[[ Dataset entries open ]]

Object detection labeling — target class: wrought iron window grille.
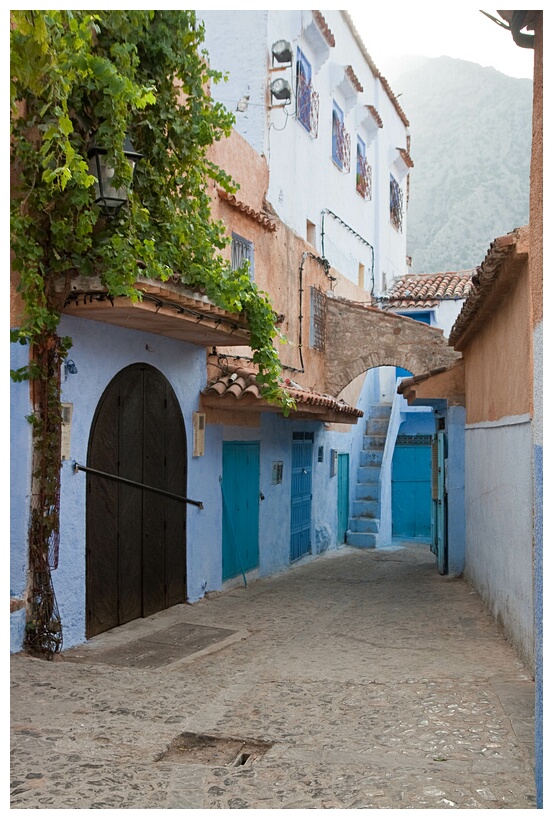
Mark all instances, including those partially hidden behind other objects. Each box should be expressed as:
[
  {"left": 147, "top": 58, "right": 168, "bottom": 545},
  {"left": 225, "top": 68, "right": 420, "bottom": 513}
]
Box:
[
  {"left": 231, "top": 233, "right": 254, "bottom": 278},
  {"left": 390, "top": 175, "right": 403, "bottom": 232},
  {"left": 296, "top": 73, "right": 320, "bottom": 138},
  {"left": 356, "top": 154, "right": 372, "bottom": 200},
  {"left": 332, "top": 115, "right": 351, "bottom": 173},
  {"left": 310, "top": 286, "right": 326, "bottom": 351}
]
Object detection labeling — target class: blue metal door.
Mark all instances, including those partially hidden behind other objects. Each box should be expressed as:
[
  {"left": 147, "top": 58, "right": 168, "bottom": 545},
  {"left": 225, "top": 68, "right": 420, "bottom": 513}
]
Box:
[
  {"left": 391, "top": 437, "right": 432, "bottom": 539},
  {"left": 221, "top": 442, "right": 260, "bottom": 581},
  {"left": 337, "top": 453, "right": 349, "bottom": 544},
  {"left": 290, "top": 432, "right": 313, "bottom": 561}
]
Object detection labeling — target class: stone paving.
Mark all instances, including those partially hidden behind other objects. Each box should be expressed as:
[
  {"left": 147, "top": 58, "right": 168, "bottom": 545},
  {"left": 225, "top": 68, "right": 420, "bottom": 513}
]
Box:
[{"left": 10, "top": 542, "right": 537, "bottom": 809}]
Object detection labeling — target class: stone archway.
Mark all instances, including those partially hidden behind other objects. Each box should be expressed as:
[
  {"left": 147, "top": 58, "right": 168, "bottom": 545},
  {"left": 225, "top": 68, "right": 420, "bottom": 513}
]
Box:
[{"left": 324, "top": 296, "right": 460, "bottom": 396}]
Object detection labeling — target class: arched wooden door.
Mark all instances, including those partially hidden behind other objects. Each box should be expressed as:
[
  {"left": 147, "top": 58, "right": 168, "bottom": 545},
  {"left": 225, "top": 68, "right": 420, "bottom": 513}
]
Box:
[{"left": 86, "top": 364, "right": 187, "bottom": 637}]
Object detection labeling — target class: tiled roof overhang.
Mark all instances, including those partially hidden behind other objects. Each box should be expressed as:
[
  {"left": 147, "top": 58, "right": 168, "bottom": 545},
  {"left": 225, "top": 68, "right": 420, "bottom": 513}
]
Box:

[[ Dataset entries closed ]]
[[ Dataset entries open ]]

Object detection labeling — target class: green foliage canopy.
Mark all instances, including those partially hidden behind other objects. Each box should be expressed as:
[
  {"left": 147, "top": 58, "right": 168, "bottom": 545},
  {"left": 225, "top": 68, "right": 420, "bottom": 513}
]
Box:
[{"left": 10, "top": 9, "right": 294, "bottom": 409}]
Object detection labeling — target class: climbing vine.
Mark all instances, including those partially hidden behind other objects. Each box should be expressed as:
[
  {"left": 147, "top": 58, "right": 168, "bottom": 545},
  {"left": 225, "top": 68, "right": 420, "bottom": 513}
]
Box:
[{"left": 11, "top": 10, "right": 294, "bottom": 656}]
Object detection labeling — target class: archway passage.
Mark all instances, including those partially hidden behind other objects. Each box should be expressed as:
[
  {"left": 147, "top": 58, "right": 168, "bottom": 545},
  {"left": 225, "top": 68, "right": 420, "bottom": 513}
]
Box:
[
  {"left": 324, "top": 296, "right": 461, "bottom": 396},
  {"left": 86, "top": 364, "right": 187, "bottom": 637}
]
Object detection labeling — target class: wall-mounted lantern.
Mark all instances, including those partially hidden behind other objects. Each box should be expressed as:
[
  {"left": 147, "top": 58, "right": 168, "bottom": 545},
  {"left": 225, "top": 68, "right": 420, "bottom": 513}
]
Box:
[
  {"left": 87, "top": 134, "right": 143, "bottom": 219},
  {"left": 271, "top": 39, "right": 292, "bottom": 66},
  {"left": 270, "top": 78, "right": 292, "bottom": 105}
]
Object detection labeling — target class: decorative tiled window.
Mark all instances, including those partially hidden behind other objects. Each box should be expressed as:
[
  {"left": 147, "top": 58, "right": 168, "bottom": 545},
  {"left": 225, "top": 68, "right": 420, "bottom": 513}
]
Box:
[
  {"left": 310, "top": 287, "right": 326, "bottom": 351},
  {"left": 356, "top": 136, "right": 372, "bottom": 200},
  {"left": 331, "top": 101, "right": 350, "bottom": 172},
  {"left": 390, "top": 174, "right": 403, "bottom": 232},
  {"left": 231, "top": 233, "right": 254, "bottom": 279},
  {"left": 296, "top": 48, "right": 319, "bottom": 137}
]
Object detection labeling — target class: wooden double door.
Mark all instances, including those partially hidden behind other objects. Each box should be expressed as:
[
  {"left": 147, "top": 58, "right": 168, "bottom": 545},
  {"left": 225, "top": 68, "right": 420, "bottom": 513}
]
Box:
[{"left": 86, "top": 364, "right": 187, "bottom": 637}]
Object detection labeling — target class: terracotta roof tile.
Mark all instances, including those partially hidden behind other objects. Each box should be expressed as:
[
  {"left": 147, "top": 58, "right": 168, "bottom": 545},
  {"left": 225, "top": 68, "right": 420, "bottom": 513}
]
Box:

[[ Dataset entries closed ]]

- What you will do
Lines in the data that include the word "tiled" should all be copied.

- Written answer
Object detection labeling — target class: tiled roof overhang.
Object detection labeling — target class: decorative tiled window.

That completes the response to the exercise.